Texto de la página -
——————

Me acompañaba un colega de El Tiempo, Leonel Giraldo. Y al vernos, en plan de reporteros, el maestro nos comentó: “¡Cómo, ustedes son de la CIA! ¿Cómo sabían que viajaba en este vuelo?”.
La pregunta no necesitaba respuesta porque nosotros lo que queríamos era saber la razón de su rompimiento con la revolución cubana, que se había producido por esos días. Nos explicó ampliamente sus razones, el viraje stalinista de Fidel y la autoconfesión del poeta Heberto Padilla.
La charla se desarrollaba en una pequeña sala de Air France en donde, además, se esperaba una llamada de Gabo que deseaba saludarlo, la cual jamás se produjo. “Traté infructuosamente de comunicarme y no fue posible. Si así funciona el conmutador de El Dorado, ¿cómo será la Torre de Control”, me comentó después.

——————

Registros proporcionados -
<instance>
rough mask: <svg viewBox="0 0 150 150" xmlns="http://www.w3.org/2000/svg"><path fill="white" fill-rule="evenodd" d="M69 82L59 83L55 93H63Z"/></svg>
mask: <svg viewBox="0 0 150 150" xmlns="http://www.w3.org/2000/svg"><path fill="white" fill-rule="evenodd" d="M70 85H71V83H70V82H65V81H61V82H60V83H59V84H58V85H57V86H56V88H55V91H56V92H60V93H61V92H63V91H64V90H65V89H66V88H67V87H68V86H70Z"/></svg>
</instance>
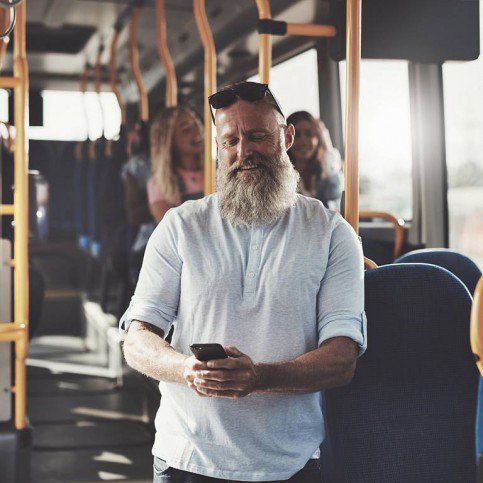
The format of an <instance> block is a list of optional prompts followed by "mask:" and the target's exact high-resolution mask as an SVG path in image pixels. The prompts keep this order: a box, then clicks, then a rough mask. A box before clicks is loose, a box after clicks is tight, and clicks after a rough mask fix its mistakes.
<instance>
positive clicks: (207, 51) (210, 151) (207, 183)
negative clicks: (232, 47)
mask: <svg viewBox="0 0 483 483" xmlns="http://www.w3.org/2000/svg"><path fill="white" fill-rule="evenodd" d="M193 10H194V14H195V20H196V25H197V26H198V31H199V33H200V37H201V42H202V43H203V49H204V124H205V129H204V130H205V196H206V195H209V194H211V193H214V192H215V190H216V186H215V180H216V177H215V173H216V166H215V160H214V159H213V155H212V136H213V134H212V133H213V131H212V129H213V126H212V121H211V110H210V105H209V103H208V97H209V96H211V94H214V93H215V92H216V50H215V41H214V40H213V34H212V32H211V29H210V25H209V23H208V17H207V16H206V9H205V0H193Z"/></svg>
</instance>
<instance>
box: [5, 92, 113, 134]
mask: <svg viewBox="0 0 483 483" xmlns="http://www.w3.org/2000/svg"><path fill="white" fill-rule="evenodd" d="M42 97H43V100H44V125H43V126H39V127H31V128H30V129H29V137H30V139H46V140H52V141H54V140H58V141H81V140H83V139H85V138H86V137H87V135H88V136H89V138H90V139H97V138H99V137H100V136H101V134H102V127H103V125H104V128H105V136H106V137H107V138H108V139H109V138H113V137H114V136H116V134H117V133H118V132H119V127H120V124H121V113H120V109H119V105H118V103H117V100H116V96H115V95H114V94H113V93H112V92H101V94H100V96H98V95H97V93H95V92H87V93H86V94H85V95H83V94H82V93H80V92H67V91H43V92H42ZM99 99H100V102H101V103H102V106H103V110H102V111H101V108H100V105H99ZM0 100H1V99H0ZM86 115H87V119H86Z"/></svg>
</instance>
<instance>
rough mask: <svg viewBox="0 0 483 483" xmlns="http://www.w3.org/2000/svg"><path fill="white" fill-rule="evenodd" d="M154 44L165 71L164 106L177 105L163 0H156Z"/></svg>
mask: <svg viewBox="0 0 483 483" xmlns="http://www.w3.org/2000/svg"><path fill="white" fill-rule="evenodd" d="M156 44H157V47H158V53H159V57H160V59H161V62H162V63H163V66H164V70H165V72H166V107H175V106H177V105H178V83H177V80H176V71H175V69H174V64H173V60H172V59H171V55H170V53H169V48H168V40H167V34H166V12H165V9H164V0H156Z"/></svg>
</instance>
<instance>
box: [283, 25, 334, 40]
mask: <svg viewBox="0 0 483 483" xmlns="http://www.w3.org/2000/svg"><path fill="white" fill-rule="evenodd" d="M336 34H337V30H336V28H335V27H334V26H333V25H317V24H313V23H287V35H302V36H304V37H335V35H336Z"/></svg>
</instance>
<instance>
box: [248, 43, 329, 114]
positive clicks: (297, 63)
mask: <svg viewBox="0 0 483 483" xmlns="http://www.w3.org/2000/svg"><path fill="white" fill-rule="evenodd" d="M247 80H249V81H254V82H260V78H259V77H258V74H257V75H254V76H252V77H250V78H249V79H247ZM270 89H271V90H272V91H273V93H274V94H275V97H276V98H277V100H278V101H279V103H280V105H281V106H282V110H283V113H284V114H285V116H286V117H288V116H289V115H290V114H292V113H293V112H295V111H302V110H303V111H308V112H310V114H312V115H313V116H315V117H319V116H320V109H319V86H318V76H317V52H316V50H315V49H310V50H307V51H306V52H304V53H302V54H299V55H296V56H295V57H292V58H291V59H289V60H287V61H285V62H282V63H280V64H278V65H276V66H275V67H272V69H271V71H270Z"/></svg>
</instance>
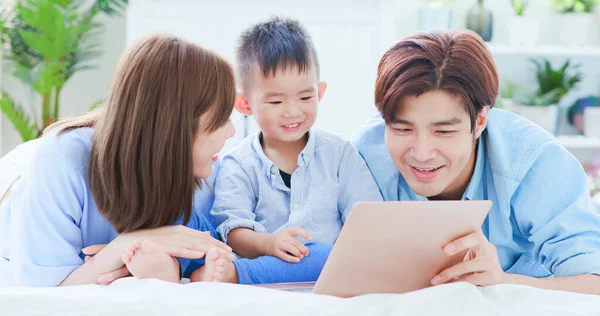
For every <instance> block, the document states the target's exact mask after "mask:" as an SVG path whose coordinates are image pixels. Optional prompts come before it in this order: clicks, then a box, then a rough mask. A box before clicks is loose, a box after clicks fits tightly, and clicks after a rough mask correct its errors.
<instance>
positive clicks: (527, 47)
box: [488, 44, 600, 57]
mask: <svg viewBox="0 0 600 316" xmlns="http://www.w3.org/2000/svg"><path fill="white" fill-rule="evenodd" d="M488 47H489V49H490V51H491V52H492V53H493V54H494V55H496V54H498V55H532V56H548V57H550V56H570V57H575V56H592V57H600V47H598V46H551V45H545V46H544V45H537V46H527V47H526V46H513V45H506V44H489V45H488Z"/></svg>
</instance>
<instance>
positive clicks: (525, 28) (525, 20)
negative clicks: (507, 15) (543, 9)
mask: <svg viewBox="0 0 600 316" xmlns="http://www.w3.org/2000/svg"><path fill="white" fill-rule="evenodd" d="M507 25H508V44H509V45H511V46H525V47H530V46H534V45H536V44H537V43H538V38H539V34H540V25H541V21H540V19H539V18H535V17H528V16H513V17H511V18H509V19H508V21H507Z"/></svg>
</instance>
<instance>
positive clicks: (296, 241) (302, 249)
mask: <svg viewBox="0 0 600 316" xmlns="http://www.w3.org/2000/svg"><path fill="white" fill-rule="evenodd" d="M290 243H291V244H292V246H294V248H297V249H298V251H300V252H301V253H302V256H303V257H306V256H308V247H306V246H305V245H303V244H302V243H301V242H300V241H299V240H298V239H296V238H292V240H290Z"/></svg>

——————

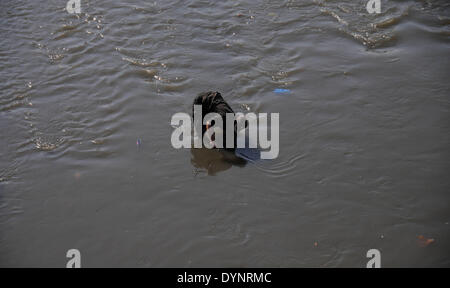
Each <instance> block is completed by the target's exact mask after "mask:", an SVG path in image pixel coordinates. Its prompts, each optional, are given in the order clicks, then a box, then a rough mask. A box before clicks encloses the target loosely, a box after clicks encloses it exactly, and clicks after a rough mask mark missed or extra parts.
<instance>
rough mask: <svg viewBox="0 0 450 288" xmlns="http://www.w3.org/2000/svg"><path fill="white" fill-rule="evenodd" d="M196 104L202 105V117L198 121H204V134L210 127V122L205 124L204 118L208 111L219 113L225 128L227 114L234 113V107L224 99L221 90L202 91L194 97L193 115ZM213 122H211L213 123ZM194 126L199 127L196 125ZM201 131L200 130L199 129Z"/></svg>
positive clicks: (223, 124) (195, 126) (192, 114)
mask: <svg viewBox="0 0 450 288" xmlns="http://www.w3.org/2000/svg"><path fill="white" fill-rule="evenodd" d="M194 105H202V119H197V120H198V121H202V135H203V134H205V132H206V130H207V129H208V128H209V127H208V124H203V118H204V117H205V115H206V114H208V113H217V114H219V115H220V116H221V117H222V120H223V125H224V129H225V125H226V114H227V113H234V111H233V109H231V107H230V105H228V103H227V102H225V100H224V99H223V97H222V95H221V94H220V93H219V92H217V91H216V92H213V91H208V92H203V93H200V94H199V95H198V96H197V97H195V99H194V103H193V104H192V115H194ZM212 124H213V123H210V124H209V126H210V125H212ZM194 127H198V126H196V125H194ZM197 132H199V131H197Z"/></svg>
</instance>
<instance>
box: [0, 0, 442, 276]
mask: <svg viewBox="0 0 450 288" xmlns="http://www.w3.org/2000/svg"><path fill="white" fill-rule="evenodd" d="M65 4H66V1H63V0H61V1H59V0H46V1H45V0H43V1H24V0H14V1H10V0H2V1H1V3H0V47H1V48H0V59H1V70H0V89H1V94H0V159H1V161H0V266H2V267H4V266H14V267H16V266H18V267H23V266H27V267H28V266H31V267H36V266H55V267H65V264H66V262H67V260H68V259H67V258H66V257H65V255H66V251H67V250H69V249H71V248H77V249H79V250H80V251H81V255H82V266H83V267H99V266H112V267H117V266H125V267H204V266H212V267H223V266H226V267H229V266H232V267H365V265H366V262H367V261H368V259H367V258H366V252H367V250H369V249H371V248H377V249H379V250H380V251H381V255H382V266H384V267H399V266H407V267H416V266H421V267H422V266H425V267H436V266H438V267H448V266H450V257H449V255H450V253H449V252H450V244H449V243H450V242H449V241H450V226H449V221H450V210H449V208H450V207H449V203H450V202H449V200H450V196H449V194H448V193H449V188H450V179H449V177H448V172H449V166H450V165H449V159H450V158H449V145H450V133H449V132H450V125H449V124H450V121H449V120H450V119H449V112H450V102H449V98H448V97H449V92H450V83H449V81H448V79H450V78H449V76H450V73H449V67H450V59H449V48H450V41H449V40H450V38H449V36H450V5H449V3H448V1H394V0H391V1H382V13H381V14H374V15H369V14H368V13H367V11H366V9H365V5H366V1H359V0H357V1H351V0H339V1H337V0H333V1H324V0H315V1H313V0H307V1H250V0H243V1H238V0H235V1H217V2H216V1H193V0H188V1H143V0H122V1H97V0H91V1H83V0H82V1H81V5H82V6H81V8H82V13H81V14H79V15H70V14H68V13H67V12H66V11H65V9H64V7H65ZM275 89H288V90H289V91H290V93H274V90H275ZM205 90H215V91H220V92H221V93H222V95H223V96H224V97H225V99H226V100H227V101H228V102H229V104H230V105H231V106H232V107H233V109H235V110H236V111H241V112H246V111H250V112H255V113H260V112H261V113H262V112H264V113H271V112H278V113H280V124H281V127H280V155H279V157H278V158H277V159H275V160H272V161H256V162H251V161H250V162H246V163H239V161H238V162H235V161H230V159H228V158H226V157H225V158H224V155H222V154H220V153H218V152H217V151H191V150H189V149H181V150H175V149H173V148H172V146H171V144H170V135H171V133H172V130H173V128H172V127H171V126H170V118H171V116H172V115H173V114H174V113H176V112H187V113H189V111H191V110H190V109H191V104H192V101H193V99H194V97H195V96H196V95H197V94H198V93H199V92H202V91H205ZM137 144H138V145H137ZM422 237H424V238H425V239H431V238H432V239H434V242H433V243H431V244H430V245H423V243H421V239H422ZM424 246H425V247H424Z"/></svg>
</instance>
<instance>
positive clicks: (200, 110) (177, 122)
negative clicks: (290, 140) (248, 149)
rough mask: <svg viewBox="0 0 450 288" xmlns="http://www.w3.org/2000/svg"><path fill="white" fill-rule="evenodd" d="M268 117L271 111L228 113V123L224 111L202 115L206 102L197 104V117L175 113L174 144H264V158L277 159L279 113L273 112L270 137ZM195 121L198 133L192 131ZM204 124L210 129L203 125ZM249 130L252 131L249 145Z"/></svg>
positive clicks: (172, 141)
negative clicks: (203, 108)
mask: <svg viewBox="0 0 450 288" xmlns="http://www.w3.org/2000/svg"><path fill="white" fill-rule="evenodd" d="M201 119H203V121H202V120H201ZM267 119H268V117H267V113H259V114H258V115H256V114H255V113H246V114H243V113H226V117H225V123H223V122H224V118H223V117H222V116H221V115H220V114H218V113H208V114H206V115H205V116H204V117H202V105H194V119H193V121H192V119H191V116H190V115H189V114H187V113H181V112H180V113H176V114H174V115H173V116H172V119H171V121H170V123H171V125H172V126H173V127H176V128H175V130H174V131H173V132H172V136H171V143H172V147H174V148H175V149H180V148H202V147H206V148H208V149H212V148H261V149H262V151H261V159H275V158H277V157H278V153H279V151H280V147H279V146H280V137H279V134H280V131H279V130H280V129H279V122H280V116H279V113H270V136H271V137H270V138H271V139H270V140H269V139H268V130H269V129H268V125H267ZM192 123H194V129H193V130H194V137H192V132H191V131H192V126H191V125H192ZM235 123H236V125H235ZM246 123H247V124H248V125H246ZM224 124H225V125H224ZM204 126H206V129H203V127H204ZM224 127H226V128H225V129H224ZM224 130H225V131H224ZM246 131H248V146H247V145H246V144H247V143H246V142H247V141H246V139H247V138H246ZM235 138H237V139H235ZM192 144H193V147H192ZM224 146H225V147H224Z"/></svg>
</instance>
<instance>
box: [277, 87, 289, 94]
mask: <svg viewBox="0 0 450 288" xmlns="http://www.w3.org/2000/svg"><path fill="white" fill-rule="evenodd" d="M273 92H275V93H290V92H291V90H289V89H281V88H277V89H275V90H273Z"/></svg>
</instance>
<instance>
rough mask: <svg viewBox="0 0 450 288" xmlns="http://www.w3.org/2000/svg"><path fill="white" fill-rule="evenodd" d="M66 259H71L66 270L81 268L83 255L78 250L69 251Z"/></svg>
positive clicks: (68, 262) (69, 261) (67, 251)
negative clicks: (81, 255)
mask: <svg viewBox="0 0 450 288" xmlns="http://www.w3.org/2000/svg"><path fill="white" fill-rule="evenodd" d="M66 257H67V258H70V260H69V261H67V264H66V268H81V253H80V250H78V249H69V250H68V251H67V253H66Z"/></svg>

——————

Tareas a realizar -
a - Responde según el texto de la página:
(i) ¿De qué periódico era el colega que acompañaba a quien narra?
(ii) ¿Qué razones explicó el maestro para su rompimiento con la revolución cubana?
(iii) ¿Dónde se desarrollaba la charla?
b - Escribe la continuación del relato del encuentro con el maestro a partir de la última oración del texto de la página.

Resultados por tarea -
a -
(i) De El Tiempo.
(ii) El viraje stalinista de Fidel y la autoconfesión del poeta Heberto Padilla.
(iii) En una pequeña sala de Air France.

b -
Meses después me volví a encontrar con Vargas Llosa en el Festival Latinoamericano de Teatro de Manizales en donde sostuve con él una larga charla, no política porque el tema se había agotado, sino literaria que se publicó en el “Magazín dominical” de El Espectador. Allí anunció, por primera vez, que acababa de concluir un libro sobre García Márquez, que iba a llamar Historia de un deicidio. Me ofreció enviármelo, como en efecto sucedió.
Gabo y Vargas Llosa se distanciaron creo yo que fue más por razones políticas. Coincidencialmente, los dos fallecieron en Semana Santa. Que Dios los tenga en sus glorias, así sea de lejos.